(Stored entries)

************

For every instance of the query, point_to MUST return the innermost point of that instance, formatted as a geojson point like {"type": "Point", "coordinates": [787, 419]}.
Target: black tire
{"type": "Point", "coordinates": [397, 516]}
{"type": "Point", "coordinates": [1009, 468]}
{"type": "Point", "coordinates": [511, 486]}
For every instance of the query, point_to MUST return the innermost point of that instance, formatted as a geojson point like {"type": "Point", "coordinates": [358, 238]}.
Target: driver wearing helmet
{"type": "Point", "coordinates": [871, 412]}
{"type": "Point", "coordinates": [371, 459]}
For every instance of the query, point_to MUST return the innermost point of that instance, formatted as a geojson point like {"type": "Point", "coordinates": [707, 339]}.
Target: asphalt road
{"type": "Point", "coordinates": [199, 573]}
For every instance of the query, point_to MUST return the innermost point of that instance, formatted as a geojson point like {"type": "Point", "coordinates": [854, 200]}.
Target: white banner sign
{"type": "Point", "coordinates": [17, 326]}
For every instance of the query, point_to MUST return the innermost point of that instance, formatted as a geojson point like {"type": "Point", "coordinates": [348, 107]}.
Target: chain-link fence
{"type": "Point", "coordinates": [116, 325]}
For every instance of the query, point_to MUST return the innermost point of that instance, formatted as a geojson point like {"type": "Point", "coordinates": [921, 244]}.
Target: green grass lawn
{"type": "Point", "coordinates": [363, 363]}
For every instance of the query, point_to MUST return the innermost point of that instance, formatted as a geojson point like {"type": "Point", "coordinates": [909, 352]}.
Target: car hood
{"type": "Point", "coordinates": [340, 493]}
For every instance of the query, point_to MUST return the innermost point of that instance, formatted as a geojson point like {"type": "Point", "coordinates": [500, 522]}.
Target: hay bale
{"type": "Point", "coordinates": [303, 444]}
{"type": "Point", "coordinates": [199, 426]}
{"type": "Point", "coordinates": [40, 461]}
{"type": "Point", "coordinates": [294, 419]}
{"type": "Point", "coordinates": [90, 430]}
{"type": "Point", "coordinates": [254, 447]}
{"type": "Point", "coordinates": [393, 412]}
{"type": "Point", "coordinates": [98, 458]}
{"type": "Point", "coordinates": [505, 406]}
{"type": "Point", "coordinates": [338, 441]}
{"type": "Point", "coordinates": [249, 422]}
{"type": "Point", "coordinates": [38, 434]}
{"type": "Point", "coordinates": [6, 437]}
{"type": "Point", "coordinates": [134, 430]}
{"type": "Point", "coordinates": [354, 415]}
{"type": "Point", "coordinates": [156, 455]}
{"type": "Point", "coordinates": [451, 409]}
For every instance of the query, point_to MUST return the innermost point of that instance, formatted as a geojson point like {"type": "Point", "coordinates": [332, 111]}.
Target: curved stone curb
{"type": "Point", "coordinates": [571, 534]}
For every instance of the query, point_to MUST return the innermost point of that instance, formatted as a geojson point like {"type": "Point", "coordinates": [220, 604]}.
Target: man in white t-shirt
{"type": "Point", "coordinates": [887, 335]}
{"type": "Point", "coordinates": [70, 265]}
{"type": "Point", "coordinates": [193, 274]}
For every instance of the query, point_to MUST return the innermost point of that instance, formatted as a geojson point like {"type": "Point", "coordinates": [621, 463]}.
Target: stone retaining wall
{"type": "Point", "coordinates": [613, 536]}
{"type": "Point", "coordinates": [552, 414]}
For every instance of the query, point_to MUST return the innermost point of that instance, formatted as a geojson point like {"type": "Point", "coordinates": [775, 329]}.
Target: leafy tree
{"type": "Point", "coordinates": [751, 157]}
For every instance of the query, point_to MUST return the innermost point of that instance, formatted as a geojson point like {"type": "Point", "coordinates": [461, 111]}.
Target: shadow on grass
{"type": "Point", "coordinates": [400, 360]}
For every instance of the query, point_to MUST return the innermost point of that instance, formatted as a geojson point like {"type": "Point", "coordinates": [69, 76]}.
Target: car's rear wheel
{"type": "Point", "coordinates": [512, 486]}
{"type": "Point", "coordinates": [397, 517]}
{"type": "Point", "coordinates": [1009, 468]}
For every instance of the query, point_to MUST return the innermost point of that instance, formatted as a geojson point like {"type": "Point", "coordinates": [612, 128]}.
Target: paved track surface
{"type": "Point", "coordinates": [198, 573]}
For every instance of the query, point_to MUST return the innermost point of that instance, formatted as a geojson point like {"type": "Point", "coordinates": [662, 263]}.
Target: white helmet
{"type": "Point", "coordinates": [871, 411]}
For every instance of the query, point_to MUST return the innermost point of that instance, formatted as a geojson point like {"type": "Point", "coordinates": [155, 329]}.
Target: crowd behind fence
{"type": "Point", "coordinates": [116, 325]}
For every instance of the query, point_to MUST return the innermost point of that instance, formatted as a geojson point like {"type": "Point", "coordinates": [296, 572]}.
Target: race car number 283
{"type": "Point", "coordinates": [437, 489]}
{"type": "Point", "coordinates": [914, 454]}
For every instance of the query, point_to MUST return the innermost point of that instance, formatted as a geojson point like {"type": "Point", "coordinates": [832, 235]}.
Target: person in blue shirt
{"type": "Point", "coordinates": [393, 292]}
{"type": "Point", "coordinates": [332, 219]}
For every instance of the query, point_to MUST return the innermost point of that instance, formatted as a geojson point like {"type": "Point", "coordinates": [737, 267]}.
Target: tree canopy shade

************

§ **What you need to do**: Please output the records once more, exactly as they were written.

§ **Output below**:
For every instance of the query, point_to MUST return the innermost point of that instance, formatted as a geojson point like {"type": "Point", "coordinates": [787, 419]}.
Target: black tire
{"type": "Point", "coordinates": [397, 516]}
{"type": "Point", "coordinates": [1009, 468]}
{"type": "Point", "coordinates": [511, 486]}
For every instance of the query, point_to MUST return the innermost point of that instance, formatted as a geojson point like {"type": "Point", "coordinates": [358, 238]}.
Target: driver wearing helmet
{"type": "Point", "coordinates": [871, 412]}
{"type": "Point", "coordinates": [371, 459]}
For every instance of the query, point_to MUST return the innermost point of that instance, formatted as a geojson point like {"type": "Point", "coordinates": [707, 339]}.
Target: asphalt road
{"type": "Point", "coordinates": [199, 573]}
For every instance of the query, point_to MUST return the innermost point of that instance, formatted as a geojson point like {"type": "Point", "coordinates": [854, 200]}.
Target: white banner sign
{"type": "Point", "coordinates": [17, 326]}
For every instance of the query, point_to MUST return the innermost point of that instance, formatted as a geojson point like {"type": "Point", "coordinates": [348, 107]}.
Target: chain-link fence
{"type": "Point", "coordinates": [116, 325]}
For every instance of the query, point_to MUST return the innermost point of that instance, formatted as a geojson point like {"type": "Point", "coordinates": [921, 244]}.
Target: green grass lawn
{"type": "Point", "coordinates": [363, 363]}
For every instance of the query, point_to MUST return the innermost point of that instance, formatted as a geojson point like {"type": "Point", "coordinates": [909, 352]}.
Target: car hood
{"type": "Point", "coordinates": [340, 493]}
For every instance of the query, point_to MUST return the innermost point of that instance, formatted as a geojson point like {"type": "Point", "coordinates": [500, 522]}.
Target: hay bale
{"type": "Point", "coordinates": [303, 444]}
{"type": "Point", "coordinates": [199, 426]}
{"type": "Point", "coordinates": [40, 461]}
{"type": "Point", "coordinates": [294, 419]}
{"type": "Point", "coordinates": [90, 430]}
{"type": "Point", "coordinates": [254, 447]}
{"type": "Point", "coordinates": [393, 412]}
{"type": "Point", "coordinates": [98, 458]}
{"type": "Point", "coordinates": [505, 406]}
{"type": "Point", "coordinates": [338, 441]}
{"type": "Point", "coordinates": [249, 422]}
{"type": "Point", "coordinates": [38, 434]}
{"type": "Point", "coordinates": [6, 437]}
{"type": "Point", "coordinates": [134, 430]}
{"type": "Point", "coordinates": [354, 415]}
{"type": "Point", "coordinates": [156, 455]}
{"type": "Point", "coordinates": [451, 409]}
For every instance of the query, point_to MUST return the innermost point of that instance, formatted as a geojson point like {"type": "Point", "coordinates": [332, 111]}.
Target: curved stone curb
{"type": "Point", "coordinates": [571, 534]}
For every instance of the query, point_to MUST return the innermost point of that instance, formatted as a geojson point like {"type": "Point", "coordinates": [220, 604]}.
Target: man in white t-shirt
{"type": "Point", "coordinates": [887, 335]}
{"type": "Point", "coordinates": [70, 265]}
{"type": "Point", "coordinates": [193, 274]}
For every instance of the query, point_to MUST return the innermost point of that instance, formatted as a geojson point like {"type": "Point", "coordinates": [621, 463]}.
Target: stone retaining wall
{"type": "Point", "coordinates": [613, 536]}
{"type": "Point", "coordinates": [552, 414]}
For every instance of the query, point_to MUST return the innermost point of that instance, formatted as a geojson point like {"type": "Point", "coordinates": [775, 329]}.
Target: leafy tree
{"type": "Point", "coordinates": [751, 157]}
For every instance of the query, point_to MUST return the innermost point of that instance, formatted as a geojson point like {"type": "Point", "coordinates": [461, 111]}.
Target: shadow on grass
{"type": "Point", "coordinates": [400, 360]}
For every instance of the query, point_to MUST return the innermost point of that instance, formatted as a geojson point like {"type": "Point", "coordinates": [69, 76]}.
Target: car's rear wheel
{"type": "Point", "coordinates": [512, 486]}
{"type": "Point", "coordinates": [397, 517]}
{"type": "Point", "coordinates": [1009, 468]}
For every instance of the query, point_to MUST return the innermost point of that instance, formatted as a geojson point like {"type": "Point", "coordinates": [612, 128]}.
Target: paved track surface
{"type": "Point", "coordinates": [198, 573]}
For every instance of the query, point_to MUST return the innermost point of that instance, formatted as a geojson point like {"type": "Point", "coordinates": [662, 263]}.
Target: white helmet
{"type": "Point", "coordinates": [871, 411]}
For every instance of the query, point_to MUST return the innermost point of that instance, formatted as a geojson point like {"type": "Point", "coordinates": [155, 329]}.
Target: crowd behind fence
{"type": "Point", "coordinates": [116, 325]}
For every instance of the query, point_to MUST return the innermost point of that instance, formatted as a geojson point like {"type": "Point", "coordinates": [296, 572]}.
Target: race car number 283
{"type": "Point", "coordinates": [437, 489]}
{"type": "Point", "coordinates": [914, 454]}
For every instance of the query, point_to MUST return the innermost point of that instance, formatted as a geojson point like {"type": "Point", "coordinates": [832, 235]}.
Target: person in blue shirt
{"type": "Point", "coordinates": [393, 292]}
{"type": "Point", "coordinates": [332, 219]}
For every instance of the query, point_to MUST return the innermost point of that instance, formatted as a geojson point like {"type": "Point", "coordinates": [737, 267]}.
Target: tree canopy shade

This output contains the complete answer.